**Problem to solve**
Give back all the records below, unaltered.

**Given entries**

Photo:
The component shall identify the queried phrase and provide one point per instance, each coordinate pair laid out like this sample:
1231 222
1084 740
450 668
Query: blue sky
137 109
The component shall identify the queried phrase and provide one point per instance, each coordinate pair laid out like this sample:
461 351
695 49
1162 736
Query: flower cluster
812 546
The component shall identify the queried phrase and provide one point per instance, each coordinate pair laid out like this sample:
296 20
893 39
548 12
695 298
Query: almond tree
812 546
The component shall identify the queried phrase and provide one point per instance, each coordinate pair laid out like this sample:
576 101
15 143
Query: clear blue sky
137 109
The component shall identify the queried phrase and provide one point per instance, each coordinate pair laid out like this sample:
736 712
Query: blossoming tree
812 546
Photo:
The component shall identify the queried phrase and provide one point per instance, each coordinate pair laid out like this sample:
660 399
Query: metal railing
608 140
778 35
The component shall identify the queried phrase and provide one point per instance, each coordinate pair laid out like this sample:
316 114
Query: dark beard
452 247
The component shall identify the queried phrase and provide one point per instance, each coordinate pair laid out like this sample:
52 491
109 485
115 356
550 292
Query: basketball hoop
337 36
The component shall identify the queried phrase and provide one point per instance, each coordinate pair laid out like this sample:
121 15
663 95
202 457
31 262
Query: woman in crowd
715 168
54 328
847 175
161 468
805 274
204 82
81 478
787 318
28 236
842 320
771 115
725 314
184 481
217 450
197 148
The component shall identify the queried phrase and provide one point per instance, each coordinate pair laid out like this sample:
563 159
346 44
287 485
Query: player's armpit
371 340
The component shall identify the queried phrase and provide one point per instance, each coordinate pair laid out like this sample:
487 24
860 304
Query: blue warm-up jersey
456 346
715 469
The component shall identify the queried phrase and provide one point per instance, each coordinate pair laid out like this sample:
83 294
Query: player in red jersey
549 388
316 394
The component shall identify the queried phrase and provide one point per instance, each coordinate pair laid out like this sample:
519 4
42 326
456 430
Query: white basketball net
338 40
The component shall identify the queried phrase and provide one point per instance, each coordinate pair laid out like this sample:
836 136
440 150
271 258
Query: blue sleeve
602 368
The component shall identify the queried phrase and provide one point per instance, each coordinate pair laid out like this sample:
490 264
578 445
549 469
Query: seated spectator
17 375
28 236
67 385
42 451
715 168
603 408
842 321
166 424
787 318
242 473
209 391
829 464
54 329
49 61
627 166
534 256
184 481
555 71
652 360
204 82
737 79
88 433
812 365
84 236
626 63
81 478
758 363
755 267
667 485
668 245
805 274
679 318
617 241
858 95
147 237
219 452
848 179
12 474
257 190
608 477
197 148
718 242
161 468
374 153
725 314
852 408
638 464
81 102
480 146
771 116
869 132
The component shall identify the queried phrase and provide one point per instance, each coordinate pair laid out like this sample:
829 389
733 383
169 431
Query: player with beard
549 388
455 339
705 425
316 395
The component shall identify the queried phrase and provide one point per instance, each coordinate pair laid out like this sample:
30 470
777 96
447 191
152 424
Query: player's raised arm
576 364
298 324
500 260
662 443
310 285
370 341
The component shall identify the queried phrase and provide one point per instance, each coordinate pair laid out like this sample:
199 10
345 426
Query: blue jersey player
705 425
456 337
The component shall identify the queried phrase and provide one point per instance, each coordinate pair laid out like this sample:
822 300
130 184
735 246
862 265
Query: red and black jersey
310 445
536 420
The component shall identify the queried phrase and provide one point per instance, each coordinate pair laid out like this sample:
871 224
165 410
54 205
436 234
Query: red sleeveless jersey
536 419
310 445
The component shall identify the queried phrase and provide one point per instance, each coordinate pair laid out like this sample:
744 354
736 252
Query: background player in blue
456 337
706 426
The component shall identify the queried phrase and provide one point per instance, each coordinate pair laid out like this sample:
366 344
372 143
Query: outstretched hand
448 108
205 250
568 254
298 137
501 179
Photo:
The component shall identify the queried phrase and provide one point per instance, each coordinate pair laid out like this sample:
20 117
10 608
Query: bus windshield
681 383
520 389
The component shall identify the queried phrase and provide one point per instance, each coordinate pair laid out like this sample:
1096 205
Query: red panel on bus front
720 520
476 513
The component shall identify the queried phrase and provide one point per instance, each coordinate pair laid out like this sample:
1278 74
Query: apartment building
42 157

**Answer for this exercise**
Photo:
The component shall identify the queried phrase and provide one point per instance, each coordinate pair laid out like this sample:
1231 222
1084 740
450 668
Query: blue sky
137 109
The component shall identify the queried phrase and provide one point per instance, each coordinate pair laid out like this sample:
461 351
695 49
1162 736
Query: flower cluster
812 546
The component shall identify the queried phrase and provide one point per instance, each coordinate pair laid out like this sample:
296 20
893 39
548 12
695 298
Query: almond tree
812 546
The component shall identify the queried phrase and provide one point per instance, each coordinate pair laid out like this sample:
576 101
15 143
Query: clear blue sky
137 109
The component shall identify the queried phrase and provide one point per instance, each coordinate pair laid out like this sample:
736 712
Query: blossoming tree
812 546
Photo:
The component shall identify the queried phrase and provide one point per instance, each coordinate pair laid out like this sample:
660 399
Query: metal railing
608 140
778 35
The component shall identify the queried phrase and provide one point per instance, each coordinate pair laid out like this sample:
316 114
Query: dark beard
452 247
The component shall identify the queried phrase and provide one point per instance, each coordinate pair laid out like this sample:
52 491
109 485
115 356
550 292
Query: basketball hoop
337 36
The component shall identify the queried phrase and provide one point per instance, each coordinate pair laid out like this sample:
121 15
663 95
202 457
31 262
Query: woman in crowd
715 168
54 328
847 175
161 468
805 274
204 82
81 478
787 318
28 236
842 320
771 115
725 314
184 481
217 450
197 148
The component shall identify the queried phrase and provide one point per instance, each coordinate pair laid out like this sample:
563 159
346 44
287 485
Query: player's armpit
371 340
The component shall identify the queried phrase and provide one point per instance, each coordinate pair laid out like this sample:
487 24
860 304
Query: blue warm-up jersey
456 346
715 469
The component shall identify the queried phrase and provide one point per instance, each coordinate pair laid out like this sample:
83 294
Query: player in red jersey
549 388
316 394
The component shall identify the queried phrase and provide one point per instance, each coordinate pair laid out like this sample:
519 4
42 326
456 430
Query: white basketball net
338 40
The component shall identify the queried phrase and provide one point per instance, each coordinate pair laid out like this sample:
836 136
440 150
271 258
Query: blue sleeve
602 368
The component shall identify the queried phrase and provide one point per instance, each coordinate pair laid out like this sample:
490 264
578 445
549 469
Query: seated spectator
17 375
28 236
67 385
42 451
715 168
603 408
842 321
166 424
787 318
242 473
209 391
829 464
54 329
49 61
627 166
534 256
184 481
555 71
652 360
204 82
737 79
88 433
812 365
84 236
626 63
81 478
758 363
755 267
667 485
668 245
805 274
679 318
617 241
858 95
147 237
219 452
848 179
12 474
257 190
608 477
197 148
718 242
161 468
374 153
725 314
852 408
638 464
81 102
480 146
771 116
869 132
The component shall identify the queried phrase and provide one point per instance, each coordinate pair laid out like this sample:
829 389
733 383
169 431
Query: player with beard
549 388
455 339
705 425
316 395
The component shall identify the queried phrase and provide one point per instance, each coordinate pair laid out like this sample:
30 470
777 96
447 191
152 424
Query: player's raised arm
576 364
298 324
500 260
662 443
310 285
370 341
The component shall identify the queried phrase and provide one point per instance, each coordinate pair laid out like this sample:
199 10
345 426
Query: blue jersey player
705 425
456 337
The component shall identify the queried phrase and provide one point per instance, each coordinate pair laid out like this sample:
822 300
130 184
735 246
862 265
Query: red and black jersey
310 445
536 420
The component shall identify the queried phrase and provide one point per instance, each coordinate pair laid out like this sample:
871 224
165 410
54 205
436 234
Query: red sleeveless jersey
536 419
310 445
The component shall identify the queried phrase and provide one point per instance, each coordinate pair laid out like this sample:
744 354
736 252
Query: background player in blue
456 337
706 426
The component shall identify the queried phrase and provide one point per instance, each coordinate pair laid out like this sample:
366 344
372 143
Query: outstretched hand
448 108
205 250
568 254
298 137
501 179
Photo:
The component shall identify the queried phrase and provide one point per instance, each coordinate pair laid out like this sample:
20 117
10 608
Query: bus windshield
681 383
520 389
The component shall identify the queried phrase and provide one point per instance, each coordinate pair laid out like this sample:
1096 205
Query: red panel on bus front
720 520
476 513
The component shall identify the queried phrase and provide one point per instance, each coordinate pair laid out like this sample:
1278 74
Query: apartment building
42 157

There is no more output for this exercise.